┌────────
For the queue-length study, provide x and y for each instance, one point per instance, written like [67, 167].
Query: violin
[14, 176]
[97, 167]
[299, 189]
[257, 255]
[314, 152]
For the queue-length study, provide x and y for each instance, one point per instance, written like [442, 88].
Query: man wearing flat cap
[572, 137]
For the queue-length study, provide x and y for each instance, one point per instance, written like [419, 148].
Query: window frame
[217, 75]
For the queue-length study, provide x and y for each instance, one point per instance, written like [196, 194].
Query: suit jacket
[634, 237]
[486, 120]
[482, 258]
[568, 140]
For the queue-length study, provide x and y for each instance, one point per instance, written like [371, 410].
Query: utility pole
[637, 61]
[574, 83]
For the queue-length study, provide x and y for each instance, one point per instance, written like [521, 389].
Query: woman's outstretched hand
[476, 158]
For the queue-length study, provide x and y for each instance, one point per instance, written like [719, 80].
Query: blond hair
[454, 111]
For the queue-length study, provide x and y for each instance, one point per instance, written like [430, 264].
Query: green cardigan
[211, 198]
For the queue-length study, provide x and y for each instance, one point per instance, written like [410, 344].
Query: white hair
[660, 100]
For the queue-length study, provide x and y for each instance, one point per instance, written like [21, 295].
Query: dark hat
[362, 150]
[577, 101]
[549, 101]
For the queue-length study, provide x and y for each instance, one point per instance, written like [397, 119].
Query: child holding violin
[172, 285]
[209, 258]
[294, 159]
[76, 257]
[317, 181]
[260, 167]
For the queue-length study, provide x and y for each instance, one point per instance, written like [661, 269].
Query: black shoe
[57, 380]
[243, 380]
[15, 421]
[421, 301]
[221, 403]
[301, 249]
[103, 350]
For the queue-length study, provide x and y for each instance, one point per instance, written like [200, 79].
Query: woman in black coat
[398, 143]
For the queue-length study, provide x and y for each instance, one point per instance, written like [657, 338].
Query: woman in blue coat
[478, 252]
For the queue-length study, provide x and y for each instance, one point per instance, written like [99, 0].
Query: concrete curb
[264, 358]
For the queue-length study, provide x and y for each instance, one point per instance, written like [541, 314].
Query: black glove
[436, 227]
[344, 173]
└────────
Every line above should be printed again exactly as it stands.

Solution to this problem
For the queue-length study, provide x and y for each instance, one point per instance, written like [67, 167].
Query: violin
[14, 176]
[97, 167]
[299, 189]
[257, 255]
[314, 152]
For the queue-length study, provide x and y for each instance, one point per instance, written like [442, 88].
Query: man wearing flat cap
[572, 137]
For the queue-length study, provide x and y for each instance, one point per instance, written like [419, 148].
Query: window frame
[217, 75]
For the queue-length study, provide x and y for each instance, one point per instance, written like [196, 194].
Query: suit jacket
[634, 237]
[486, 120]
[482, 258]
[568, 140]
For the queue-length study, provide x and y for each instance, one point per instance, written like [371, 410].
Query: utility pole
[637, 61]
[574, 83]
For the queue-length study, provide x and y for each instance, one point per instance, written like [521, 389].
Query: woman's outstretched hand
[476, 158]
For the queue-length study, provide x and y for each instance, one point per instance, written like [719, 80].
Query: blond hair
[454, 111]
For the queue-length study, provide x and y for each instance, one point per instance, written like [430, 264].
Query: green cardigan
[211, 198]
For the queue-length study, provide x and y for each instance, one point per instance, written like [410, 344].
Query: white hair
[660, 100]
For the queue-length study, provide x and y for each instance, one point per instance, written like [21, 295].
Query: dark hat
[362, 150]
[577, 101]
[549, 101]
For the queue-length study, provide x and y for each instance, one point per instance, written like [397, 119].
Query: child holding violin
[172, 285]
[209, 258]
[294, 159]
[76, 257]
[317, 181]
[260, 167]
For the queue-length study, provide x and y for each instance, one point per instance, written like [661, 269].
Query: black shoe
[57, 380]
[243, 380]
[15, 421]
[421, 301]
[221, 403]
[301, 249]
[103, 350]
For the queue-length study, provide x and y for each instance, one point per instance, written like [200, 79].
Query: woman in black coat
[398, 143]
For the queue-length study, provide x and y for each instance, one point per instance, written like [657, 338].
Query: woman in blue coat
[478, 252]
For the queue-length study, provide x and y for each instance, one point per instance, written like [99, 0].
Query: concrete curb
[264, 358]
For the queue-length study, provide x and y for each instance, one point per instance, written like [541, 314].
Query: black glove
[436, 227]
[344, 173]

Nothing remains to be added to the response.